**** Dataset content
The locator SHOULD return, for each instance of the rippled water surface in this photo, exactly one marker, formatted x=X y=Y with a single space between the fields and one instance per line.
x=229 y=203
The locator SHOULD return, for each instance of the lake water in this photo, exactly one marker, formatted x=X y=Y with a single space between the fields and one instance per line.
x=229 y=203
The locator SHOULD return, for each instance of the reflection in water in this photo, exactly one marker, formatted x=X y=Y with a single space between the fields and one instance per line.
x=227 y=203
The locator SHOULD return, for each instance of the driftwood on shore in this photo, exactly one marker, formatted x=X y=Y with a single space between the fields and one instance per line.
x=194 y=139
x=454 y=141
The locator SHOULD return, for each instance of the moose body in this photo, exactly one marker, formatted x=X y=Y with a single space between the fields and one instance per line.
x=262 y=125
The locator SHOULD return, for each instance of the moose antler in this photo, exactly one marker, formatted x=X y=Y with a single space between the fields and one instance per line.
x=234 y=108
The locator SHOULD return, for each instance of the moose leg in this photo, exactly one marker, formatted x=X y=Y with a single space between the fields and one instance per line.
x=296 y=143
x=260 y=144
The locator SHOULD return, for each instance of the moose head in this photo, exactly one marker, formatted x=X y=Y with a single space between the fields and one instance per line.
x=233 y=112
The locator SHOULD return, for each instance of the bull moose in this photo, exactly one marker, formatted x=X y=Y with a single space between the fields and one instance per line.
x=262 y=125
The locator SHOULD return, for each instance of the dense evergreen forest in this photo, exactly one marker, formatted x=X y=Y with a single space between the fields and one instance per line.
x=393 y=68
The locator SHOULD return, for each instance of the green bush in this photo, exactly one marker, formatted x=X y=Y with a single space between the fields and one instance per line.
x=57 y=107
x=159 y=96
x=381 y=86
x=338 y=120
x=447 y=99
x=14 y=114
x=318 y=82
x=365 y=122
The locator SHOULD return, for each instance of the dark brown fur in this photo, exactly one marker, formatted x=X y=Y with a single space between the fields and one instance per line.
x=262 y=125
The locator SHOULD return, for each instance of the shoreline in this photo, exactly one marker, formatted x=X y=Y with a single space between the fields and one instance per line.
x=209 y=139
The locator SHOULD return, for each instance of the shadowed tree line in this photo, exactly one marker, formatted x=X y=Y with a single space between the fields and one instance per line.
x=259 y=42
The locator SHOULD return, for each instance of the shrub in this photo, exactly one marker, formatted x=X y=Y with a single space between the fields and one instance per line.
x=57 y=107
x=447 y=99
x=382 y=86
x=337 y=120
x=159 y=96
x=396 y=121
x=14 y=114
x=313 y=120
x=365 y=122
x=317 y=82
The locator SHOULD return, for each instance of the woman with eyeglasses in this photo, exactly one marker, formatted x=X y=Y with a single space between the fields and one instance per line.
********
**** Dataset content
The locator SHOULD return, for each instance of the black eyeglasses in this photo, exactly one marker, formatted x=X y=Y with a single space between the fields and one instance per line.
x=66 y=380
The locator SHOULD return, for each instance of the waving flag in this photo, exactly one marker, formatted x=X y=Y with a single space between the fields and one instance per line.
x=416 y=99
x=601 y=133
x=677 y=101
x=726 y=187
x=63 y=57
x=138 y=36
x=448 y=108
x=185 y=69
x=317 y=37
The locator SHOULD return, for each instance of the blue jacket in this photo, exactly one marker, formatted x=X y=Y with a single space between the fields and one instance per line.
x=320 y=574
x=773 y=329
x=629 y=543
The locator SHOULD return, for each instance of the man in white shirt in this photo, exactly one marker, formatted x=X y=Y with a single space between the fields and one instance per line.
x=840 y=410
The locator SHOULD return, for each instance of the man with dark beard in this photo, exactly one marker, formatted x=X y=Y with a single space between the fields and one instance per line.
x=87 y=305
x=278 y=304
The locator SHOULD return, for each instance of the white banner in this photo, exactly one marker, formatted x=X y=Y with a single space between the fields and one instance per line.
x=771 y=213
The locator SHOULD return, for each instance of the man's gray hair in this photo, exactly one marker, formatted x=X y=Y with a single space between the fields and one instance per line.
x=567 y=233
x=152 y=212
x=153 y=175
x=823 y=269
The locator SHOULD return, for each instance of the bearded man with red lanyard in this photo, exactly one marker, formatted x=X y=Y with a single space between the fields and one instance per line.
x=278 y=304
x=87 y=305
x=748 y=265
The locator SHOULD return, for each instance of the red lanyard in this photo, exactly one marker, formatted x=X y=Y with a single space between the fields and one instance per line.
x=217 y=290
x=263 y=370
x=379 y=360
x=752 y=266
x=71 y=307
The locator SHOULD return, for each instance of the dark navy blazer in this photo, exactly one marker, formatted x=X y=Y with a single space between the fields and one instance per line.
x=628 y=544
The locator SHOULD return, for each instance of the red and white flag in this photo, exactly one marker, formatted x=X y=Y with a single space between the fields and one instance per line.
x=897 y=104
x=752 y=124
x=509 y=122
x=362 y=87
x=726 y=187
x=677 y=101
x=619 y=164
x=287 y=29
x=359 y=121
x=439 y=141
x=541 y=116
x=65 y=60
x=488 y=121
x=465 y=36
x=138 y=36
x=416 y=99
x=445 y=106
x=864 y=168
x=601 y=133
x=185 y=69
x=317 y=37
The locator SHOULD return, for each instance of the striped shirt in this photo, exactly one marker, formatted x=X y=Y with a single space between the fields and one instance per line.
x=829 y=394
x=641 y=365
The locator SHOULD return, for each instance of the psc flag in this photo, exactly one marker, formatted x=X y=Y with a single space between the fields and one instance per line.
********
• Action item:
Write out exactly the lines above between the line with "The locator SHOULD return, for each instance of the striped" and the line with "The locator SHOULD return, for each instance of the psc", inclusive, and nothing beyond them.

• Reply:
The locator SHOULD return, for each instance of the striped shirt in this photo, exactly one marker, formatted x=X y=Y with a single space between the fields and one instance per line.
x=829 y=394
x=641 y=365
The locator SHOULD return, for each instance of the psc flag in this photo, exactly one marker, formatted x=X y=Y with a single space between the fields and one instance per line.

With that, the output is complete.